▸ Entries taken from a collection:
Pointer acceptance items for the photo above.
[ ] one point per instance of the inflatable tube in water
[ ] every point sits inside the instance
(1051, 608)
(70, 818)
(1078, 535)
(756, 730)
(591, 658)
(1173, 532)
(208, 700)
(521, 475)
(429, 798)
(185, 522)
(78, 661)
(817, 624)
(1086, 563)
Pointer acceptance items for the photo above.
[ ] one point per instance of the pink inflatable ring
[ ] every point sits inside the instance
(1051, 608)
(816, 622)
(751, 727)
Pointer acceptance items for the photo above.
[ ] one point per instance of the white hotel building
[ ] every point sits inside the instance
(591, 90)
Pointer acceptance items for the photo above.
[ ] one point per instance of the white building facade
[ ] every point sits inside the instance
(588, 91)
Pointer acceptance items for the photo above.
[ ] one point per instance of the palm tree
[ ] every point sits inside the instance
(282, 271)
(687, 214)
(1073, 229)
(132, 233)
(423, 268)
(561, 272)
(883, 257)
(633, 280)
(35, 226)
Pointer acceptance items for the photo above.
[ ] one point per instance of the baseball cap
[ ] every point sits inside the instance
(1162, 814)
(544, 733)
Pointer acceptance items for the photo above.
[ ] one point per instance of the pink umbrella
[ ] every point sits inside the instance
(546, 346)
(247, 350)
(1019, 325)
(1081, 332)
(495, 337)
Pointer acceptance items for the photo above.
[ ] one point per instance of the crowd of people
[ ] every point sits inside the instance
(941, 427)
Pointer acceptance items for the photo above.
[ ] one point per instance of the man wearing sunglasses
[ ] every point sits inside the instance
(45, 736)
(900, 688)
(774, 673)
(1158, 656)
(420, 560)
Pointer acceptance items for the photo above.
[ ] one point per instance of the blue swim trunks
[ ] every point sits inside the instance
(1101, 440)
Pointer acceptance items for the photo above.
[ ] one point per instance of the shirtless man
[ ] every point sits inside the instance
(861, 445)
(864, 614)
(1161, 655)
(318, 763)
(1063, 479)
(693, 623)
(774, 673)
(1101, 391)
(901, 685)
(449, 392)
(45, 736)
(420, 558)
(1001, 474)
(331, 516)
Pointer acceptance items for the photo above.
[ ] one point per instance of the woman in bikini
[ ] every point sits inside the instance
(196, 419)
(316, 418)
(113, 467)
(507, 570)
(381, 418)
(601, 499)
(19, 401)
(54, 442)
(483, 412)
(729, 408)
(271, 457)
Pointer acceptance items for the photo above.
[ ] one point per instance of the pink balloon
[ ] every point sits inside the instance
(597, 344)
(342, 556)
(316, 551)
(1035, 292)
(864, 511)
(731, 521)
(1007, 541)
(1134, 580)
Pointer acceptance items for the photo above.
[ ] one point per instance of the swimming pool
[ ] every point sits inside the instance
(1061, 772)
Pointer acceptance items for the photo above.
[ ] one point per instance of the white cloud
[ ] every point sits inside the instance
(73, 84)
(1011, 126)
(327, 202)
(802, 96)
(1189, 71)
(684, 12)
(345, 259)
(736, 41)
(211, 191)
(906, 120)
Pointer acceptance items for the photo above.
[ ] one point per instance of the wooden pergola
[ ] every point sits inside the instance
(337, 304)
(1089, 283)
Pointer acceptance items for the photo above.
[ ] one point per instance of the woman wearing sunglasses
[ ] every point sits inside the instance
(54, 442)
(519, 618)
---
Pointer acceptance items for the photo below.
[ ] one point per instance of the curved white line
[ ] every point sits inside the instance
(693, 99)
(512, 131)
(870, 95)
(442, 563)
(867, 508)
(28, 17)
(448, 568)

▸ Instructions for the task: Filter the records above for lines with "inflatable".

▸ Task response:
[ ] one point per instance of the inflatable tube in water
[ ] one point per instance of the pink inflatable ring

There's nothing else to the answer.